- **Activity**: Could you report every line from the entries that includes the word "point"?
┌──
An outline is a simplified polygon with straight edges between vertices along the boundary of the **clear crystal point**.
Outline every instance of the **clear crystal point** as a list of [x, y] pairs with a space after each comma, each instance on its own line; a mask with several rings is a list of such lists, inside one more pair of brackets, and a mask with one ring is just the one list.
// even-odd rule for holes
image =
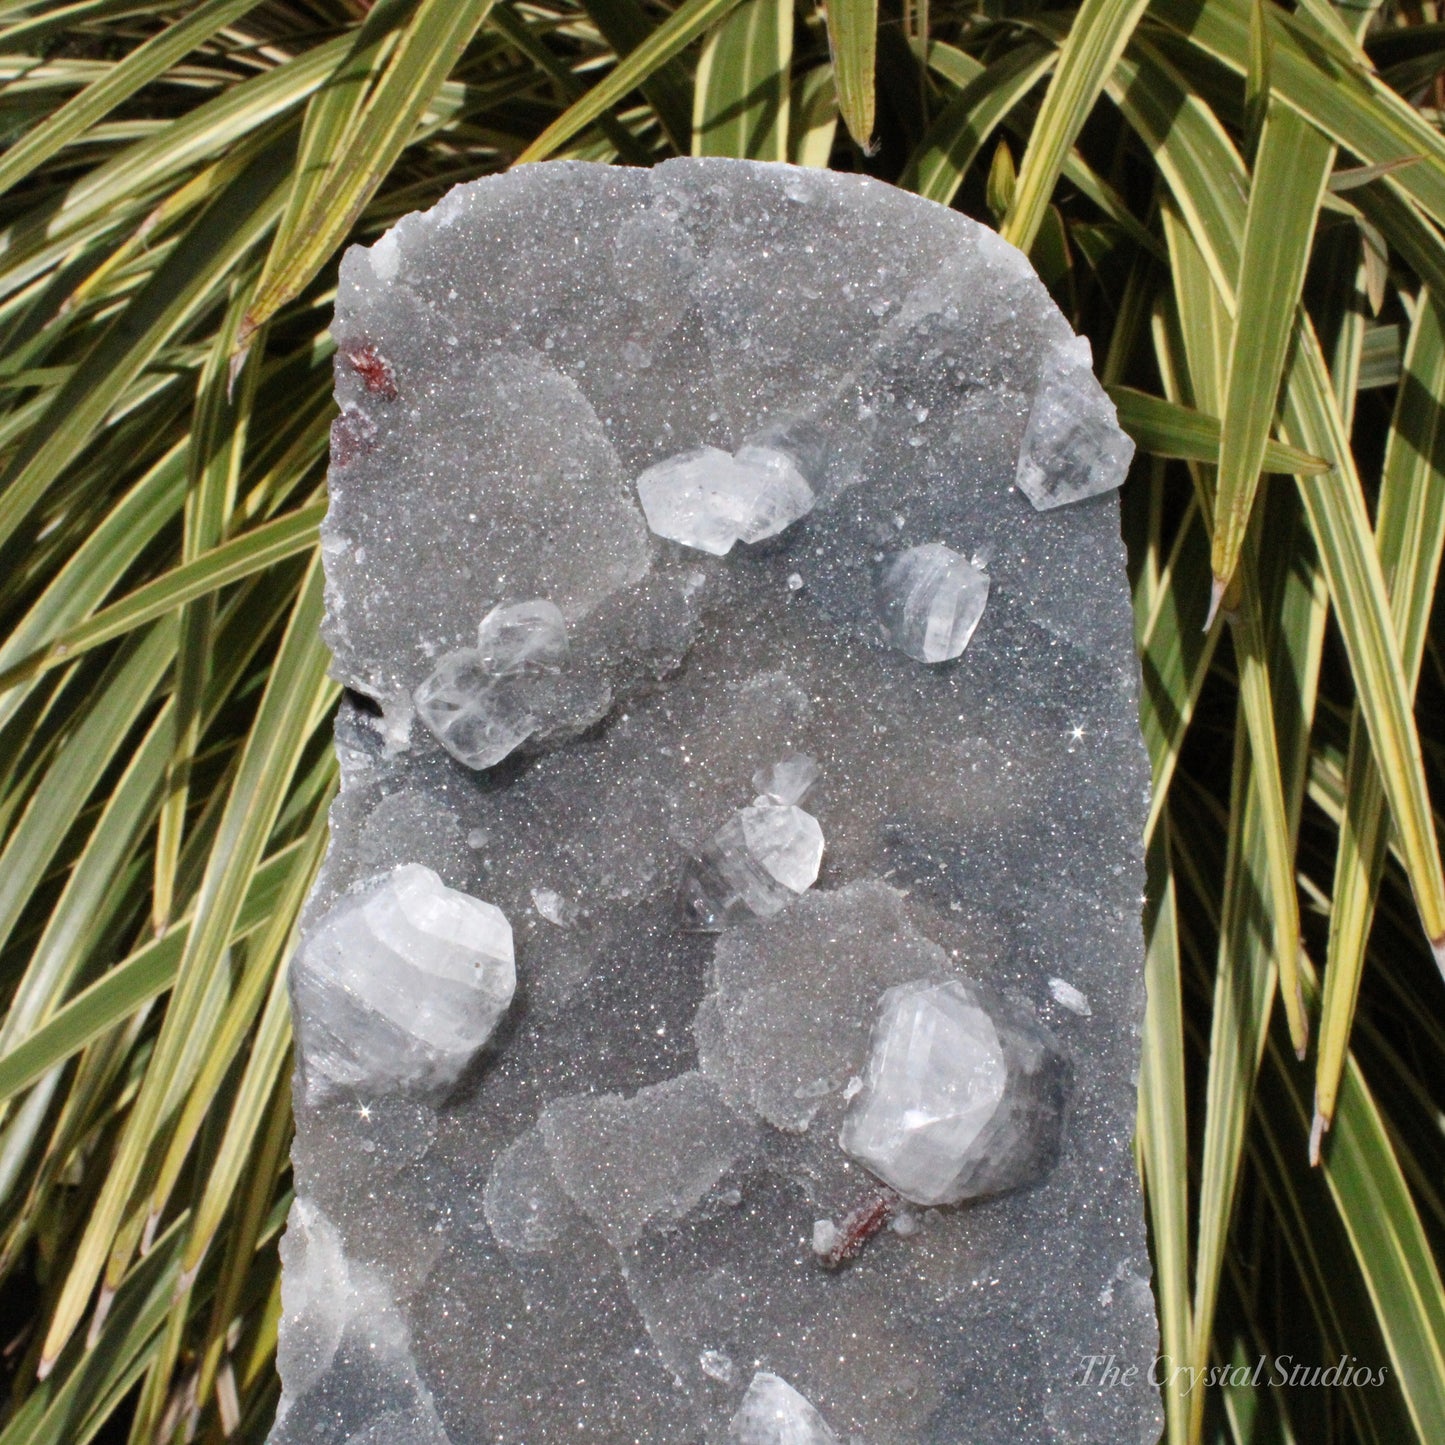
[[753, 774], [753, 787], [774, 803], [801, 803], [817, 785], [823, 770], [807, 753], [793, 753]]
[[659, 537], [714, 557], [735, 542], [775, 537], [813, 510], [813, 489], [792, 457], [761, 446], [668, 457], [638, 477], [637, 497]]
[[888, 640], [918, 662], [948, 662], [973, 636], [988, 601], [988, 573], [942, 542], [895, 557], [878, 588]]
[[556, 672], [567, 661], [567, 623], [545, 597], [494, 607], [477, 627], [477, 651], [488, 672]]
[[1044, 353], [1014, 478], [1041, 512], [1112, 491], [1133, 459], [1134, 443], [1119, 430], [1093, 362], [1087, 336]]
[[552, 603], [494, 607], [477, 629], [477, 646], [442, 657], [412, 700], [458, 762], [495, 767], [536, 731], [548, 681], [566, 660], [567, 624]]
[[771, 918], [813, 886], [822, 865], [818, 820], [792, 804], [760, 799], [739, 808], [688, 868], [684, 913], [704, 932]]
└──
- **Response**:
An outline is a simplified polygon with straight edges between vertices along the boundary of the **clear crystal point**.
Outline every instance of the **clear crystal point** as a list of [x, y] pairs with a space after each comma, each instance on its own line; a mask with several rings is a list of such lists, inside one more pair of brackets, and a mask with one ring is just the one list.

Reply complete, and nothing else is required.